**What is expected**
Would you set down every entry shown below, precisely as written?

**Available records**
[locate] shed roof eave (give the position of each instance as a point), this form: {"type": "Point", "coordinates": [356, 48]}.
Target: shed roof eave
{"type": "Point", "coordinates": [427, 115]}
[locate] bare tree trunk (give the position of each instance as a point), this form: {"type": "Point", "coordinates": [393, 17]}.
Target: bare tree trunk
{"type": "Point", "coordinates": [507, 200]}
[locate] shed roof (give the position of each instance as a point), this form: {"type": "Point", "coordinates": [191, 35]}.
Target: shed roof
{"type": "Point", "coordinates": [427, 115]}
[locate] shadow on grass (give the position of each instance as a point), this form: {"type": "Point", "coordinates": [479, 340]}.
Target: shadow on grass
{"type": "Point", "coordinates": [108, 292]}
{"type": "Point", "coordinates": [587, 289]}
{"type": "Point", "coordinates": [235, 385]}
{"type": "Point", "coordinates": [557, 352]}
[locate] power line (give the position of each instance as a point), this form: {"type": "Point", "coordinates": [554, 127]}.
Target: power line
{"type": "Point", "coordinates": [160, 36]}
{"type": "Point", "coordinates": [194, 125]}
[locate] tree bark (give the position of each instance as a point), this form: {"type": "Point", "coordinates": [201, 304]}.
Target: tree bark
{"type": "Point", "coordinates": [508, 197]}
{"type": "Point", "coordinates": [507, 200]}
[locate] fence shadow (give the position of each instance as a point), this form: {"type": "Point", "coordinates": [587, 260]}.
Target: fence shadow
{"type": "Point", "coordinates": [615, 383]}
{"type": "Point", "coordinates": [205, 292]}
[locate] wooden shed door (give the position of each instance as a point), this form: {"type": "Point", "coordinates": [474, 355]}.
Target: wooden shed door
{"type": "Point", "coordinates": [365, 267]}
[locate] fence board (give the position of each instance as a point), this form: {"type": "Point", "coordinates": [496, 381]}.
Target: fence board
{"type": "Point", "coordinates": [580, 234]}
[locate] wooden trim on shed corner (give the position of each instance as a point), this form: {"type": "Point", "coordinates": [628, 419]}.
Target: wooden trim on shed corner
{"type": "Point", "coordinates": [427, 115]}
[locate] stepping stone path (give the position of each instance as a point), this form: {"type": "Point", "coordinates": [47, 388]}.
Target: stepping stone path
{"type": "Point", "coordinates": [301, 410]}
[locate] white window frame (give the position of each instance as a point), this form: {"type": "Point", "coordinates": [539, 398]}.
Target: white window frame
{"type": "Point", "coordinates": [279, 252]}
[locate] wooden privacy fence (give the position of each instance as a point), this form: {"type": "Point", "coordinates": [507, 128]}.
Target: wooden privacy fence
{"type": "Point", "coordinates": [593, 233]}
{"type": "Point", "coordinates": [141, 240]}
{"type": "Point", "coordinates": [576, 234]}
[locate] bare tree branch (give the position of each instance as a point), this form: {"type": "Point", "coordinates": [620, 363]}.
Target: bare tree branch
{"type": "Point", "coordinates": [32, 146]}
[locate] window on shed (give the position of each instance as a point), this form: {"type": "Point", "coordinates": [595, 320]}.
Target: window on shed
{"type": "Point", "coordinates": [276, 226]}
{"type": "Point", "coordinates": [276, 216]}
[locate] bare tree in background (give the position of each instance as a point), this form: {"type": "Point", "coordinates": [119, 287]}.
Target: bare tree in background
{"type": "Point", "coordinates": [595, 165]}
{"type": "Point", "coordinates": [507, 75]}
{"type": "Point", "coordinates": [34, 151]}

**Exercise solution**
[locate] shed roof eave (give the position of each instance as a point), this form: {"type": "Point", "coordinates": [356, 48]}.
Target: shed roof eave
{"type": "Point", "coordinates": [427, 115]}
[locate] bare tree trunk (give the position of each instance as a point), this form: {"type": "Point", "coordinates": [393, 17]}.
Target: bare tree trunk
{"type": "Point", "coordinates": [507, 200]}
[locate] shed roof (give the position of each instance as a point), this form: {"type": "Point", "coordinates": [191, 35]}.
Target: shed roof
{"type": "Point", "coordinates": [427, 115]}
[locate] shadow on grass (give the position of each instance as a point), this form: {"type": "Point", "coordinates": [479, 340]}.
Target: shadow on grass
{"type": "Point", "coordinates": [108, 292]}
{"type": "Point", "coordinates": [587, 289]}
{"type": "Point", "coordinates": [235, 385]}
{"type": "Point", "coordinates": [557, 352]}
[locate] power line (give the position of each instance as a point), this form: {"type": "Point", "coordinates": [554, 127]}.
Target: power line
{"type": "Point", "coordinates": [160, 36]}
{"type": "Point", "coordinates": [194, 125]}
[locate] tree bark (give the position of each instance as a point), this form: {"type": "Point", "coordinates": [201, 304]}.
Target: tree bark
{"type": "Point", "coordinates": [508, 197]}
{"type": "Point", "coordinates": [507, 200]}
[locate] fence shadow (give the position of each instance as a point), this form: {"type": "Point", "coordinates": [587, 260]}.
Target: fence shadow
{"type": "Point", "coordinates": [615, 383]}
{"type": "Point", "coordinates": [205, 292]}
[locate] wooden shed door (give the position of each instance as a point), this form: {"type": "Point", "coordinates": [474, 355]}.
Target: wooden shed door
{"type": "Point", "coordinates": [365, 267]}
[locate] fence board (give the position of each instance as a point), this form: {"type": "Point", "coordinates": [496, 381]}.
Target: fence board
{"type": "Point", "coordinates": [580, 234]}
[locate] wooden trim on shed corner (give the position of each instance as a point), this form: {"type": "Point", "coordinates": [628, 419]}.
Target: wooden trim on shed corner
{"type": "Point", "coordinates": [427, 115]}
[locate] stepping stone path (give the position of each instance as a point), this form: {"type": "Point", "coordinates": [47, 388]}.
Target: stepping stone path
{"type": "Point", "coordinates": [301, 410]}
[locate] white window frame (give the position of each instance as a point), this form: {"type": "Point", "coordinates": [539, 398]}.
Target: white window frame
{"type": "Point", "coordinates": [279, 252]}
[locate] wooden privacy fence (give the position of each instance as a point), this form: {"type": "Point", "coordinates": [507, 128]}.
Target: wooden privacy fence
{"type": "Point", "coordinates": [593, 233]}
{"type": "Point", "coordinates": [141, 240]}
{"type": "Point", "coordinates": [576, 234]}
[locate] bare tree branch (give the position of each instance as a point), this form: {"type": "Point", "coordinates": [620, 363]}.
Target: bare tree branch
{"type": "Point", "coordinates": [32, 146]}
[locate] window on shed (give the position of each instance as a point), this form: {"type": "Point", "coordinates": [595, 320]}.
Target: window on shed
{"type": "Point", "coordinates": [276, 226]}
{"type": "Point", "coordinates": [276, 216]}
[locate] bare tree in background (give the position of each instance as a point), this form: {"type": "Point", "coordinates": [119, 287]}.
Target: bare tree in background
{"type": "Point", "coordinates": [595, 165]}
{"type": "Point", "coordinates": [507, 75]}
{"type": "Point", "coordinates": [34, 151]}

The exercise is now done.